Der Bayerische Oberste Rechnungshof hat darüber hinaus für staatliche Hochbaumaßnahmen vor Monaten ein sogenanntes Nachtragsmanagement gefordert. Denn Nachträge bei Bauaufträgen, so argumentierte er, verursachten zusätzliche Kosten. Bei schlussgerechneten Hauptaufträgen mit einer Gesamtsumme von 603 Millionen Euro habe es Nachträge von rund 125 Millionen Euro gegeben. Den Verantwortlichen in den Bauämtern sei aber manchmal nicht mal bekannt, dass mit ihrer Zustimmung zur Auszahlung auch Leistungen beglichen wurden, die nicht schriftlich beauftragt waren. Mit einem Einsparpotenzial von mindestens 16 Millionen Euro für den Staatlichen Hochbau in Bayern rechnet der Rechnungshof. Dazu müssten jedoch die Bauämter mit ausreichend und entsprechend qualifiziertem Personal ausgestattet werden.

ERFASSTE DATENSÄTZE.
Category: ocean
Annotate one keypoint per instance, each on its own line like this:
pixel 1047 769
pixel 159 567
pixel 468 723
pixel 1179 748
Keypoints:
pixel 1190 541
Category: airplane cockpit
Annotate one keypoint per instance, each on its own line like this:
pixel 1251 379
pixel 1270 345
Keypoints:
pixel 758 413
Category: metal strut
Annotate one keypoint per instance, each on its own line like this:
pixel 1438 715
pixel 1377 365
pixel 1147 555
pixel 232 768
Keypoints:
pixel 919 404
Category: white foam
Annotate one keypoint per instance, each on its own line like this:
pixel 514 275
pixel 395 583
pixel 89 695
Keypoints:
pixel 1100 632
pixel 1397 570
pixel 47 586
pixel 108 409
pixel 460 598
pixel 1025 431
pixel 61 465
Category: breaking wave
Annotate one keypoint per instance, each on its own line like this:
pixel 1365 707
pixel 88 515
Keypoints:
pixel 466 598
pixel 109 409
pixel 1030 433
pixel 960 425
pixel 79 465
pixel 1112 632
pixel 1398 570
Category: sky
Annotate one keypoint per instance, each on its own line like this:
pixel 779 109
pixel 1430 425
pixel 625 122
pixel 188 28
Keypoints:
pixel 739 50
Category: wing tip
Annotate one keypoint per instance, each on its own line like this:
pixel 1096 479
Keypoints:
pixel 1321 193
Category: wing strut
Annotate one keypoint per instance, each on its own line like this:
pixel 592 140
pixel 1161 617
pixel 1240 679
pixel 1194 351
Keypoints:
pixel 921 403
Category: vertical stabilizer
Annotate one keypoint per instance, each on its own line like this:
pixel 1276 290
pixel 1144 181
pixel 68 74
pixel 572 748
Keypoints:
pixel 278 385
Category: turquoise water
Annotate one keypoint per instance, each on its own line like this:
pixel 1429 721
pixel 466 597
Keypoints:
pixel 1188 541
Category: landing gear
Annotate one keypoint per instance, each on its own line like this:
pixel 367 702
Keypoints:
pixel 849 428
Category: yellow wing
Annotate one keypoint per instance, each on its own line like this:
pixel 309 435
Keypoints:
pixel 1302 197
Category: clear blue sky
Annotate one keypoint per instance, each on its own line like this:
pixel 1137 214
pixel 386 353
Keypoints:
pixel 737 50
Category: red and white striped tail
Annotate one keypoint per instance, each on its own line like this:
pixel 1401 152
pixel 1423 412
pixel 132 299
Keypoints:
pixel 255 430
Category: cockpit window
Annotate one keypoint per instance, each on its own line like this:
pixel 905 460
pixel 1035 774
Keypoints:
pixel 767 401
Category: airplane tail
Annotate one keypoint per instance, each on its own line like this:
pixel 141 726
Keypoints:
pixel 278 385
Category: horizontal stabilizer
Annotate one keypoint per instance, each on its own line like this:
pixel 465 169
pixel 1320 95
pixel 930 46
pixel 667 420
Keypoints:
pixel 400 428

AUFGABE.
Gib aus dem Text über Nachträge bei staatlichen Bauaufträgen die Stelle zwischen „Der Bayerische Oberste“ und „Personal ausgestattet werden.“, beides eingeschlossen, wortgetreu wieder.

LÖSUNG.
Der Bayerische Oberste Rechnungshof hat darüber hinaus für staatliche Hochbaumaßnahmen vor Monaten ein sogenanntes Nachtragsmanagement gefordert. Denn Nachträge bei Bauaufträgen, so argumentierte er, verursachten zusätzliche Kosten. Bei schlussgerechneten Hauptaufträgen mit einer Gesamtsumme von 603 Millionen Euro habe es Nachträge von rund 125 Millionen Euro gegeben. Den Verantwortlichen in den Bauämtern sei aber manchmal nicht mal bekannt, dass mit ihrer Zustimmung zur Auszahlung auch Leistungen beglichen wurden, die nicht schriftlich beauftragt waren. Mit einem Einsparpotenzial von mindestens 16 Millionen Euro für den Staatlichen Hochbau in Bayern rechnet der Rechnungshof. Dazu müssten jedoch die Bauämter mit ausreichend und entsprechend qualifiziertem Personal ausgestattet werden.